> [Work order]:
Print the whole listing, unchanged.

[Start of Attachment]

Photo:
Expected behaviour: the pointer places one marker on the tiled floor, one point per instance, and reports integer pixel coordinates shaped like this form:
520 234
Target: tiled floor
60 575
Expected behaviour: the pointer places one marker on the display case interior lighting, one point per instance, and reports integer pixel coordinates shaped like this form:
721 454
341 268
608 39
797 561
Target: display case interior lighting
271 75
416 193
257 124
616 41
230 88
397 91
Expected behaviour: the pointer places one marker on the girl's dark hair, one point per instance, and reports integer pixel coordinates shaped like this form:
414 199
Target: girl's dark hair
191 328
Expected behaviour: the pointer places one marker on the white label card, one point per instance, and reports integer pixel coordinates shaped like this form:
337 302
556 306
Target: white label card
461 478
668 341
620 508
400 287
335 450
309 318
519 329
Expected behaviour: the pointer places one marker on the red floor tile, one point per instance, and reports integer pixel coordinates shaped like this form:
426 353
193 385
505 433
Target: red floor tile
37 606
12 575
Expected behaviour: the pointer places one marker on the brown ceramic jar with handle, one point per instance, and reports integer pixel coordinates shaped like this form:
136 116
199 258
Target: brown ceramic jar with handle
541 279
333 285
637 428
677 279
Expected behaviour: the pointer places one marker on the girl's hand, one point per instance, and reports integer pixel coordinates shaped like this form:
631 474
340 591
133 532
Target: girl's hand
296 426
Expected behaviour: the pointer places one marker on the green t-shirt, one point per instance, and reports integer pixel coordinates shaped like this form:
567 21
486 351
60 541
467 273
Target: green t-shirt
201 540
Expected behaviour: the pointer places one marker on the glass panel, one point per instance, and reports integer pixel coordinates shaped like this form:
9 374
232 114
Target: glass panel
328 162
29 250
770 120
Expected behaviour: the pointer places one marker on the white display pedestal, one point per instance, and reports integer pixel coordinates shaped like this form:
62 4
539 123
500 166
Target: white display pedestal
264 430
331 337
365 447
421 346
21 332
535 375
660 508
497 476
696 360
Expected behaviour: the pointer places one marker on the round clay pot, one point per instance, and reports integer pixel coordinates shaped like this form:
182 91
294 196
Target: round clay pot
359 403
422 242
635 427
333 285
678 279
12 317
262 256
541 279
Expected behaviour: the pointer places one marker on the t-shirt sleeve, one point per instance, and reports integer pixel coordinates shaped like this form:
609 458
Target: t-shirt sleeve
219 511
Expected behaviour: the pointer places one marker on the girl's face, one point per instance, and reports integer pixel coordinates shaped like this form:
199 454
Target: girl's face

[End of Attachment]

> [Response to this task]:
Photo:
Expected behaviour: the pointer places one marker on the tiled floor, one point per instance, and reports integer pixel coordinates shaped like this form:
520 234
Target: tiled floor
60 575
Expected behaviour: the pointer places one marker on the display case interior lighting, one point per instance, and reports integer pixel coordinates shaped like this form:
721 454
341 268
608 39
797 561
Target: display case interior lighting
271 75
416 193
257 124
616 41
230 88
397 91
Expected behaviour: the pointer places one marker on the girl's dark hair, one point per instance, and reports integer pixel coordinates shaped like this form:
414 199
Target: girl's dark hair
191 328
Expected behaviour: the pointer places one marker on the white label card, one point per instance, and reports integer pixel coordinates shaped like this form:
337 302
556 306
Target: white label card
461 478
668 341
620 508
400 287
335 450
309 318
519 329
Expected behaviour: the pointer places one marker on the red floor tile, one point per instance, and reports integer pixel coordinates shaped like this form:
426 353
193 385
505 433
Target: red floor tile
37 606
12 575
Expected behaviour: the pointer places one marker on the brown ceramic jar with handle, one point per instance, and reports integer pixel coordinates shaped like this form:
136 116
199 258
Target: brown ceramic jar with handle
541 279
333 285
637 428
677 279
Expected behaviour: the pointer places one marker on the girl's hand, one point per instance, and reports integer pixel coordinates shaped like this form:
631 474
340 591
133 532
Target: girl's hand
296 426
Expected behaviour: the pointer places one marker on the green t-shirt, one point per instance, and reports integer pixel coordinates shaped like this form:
567 21
486 351
60 541
467 273
Target: green t-shirt
201 540
Expected behaviour: the pointer places one marker on the glass panel, one point per instance, and reports integer pixel coordinates shaped like this form:
9 374
232 114
Target: glass panel
328 162
29 250
770 120
Expected behaviour: the pointer places one marker on the white display pedestal, one point per instance, and reports integer pixel coordinates shaped like this form:
62 4
539 123
500 166
Target: white display pedestal
264 430
331 337
365 447
421 346
21 332
535 375
660 508
497 476
696 360
Expected behaviour: the pointer places one marker on the round clay pot, one point per instance, and reports integer pixel coordinates shaped like this form:
182 91
294 196
Target: round clay pot
359 403
422 242
635 427
333 285
678 279
12 317
262 256
541 279
Expected behaviour: the pointer places one marker on the t-shirt sleeve, one point per instance, and reports integer pixel coordinates shaped like this form:
609 458
Target: t-shirt sleeve
219 511
Expected behaviour: the pointer places one marker on the girl's face, one point per instance, and reports integer pixel coordinates shaped like this form:
199 454
Target: girl's face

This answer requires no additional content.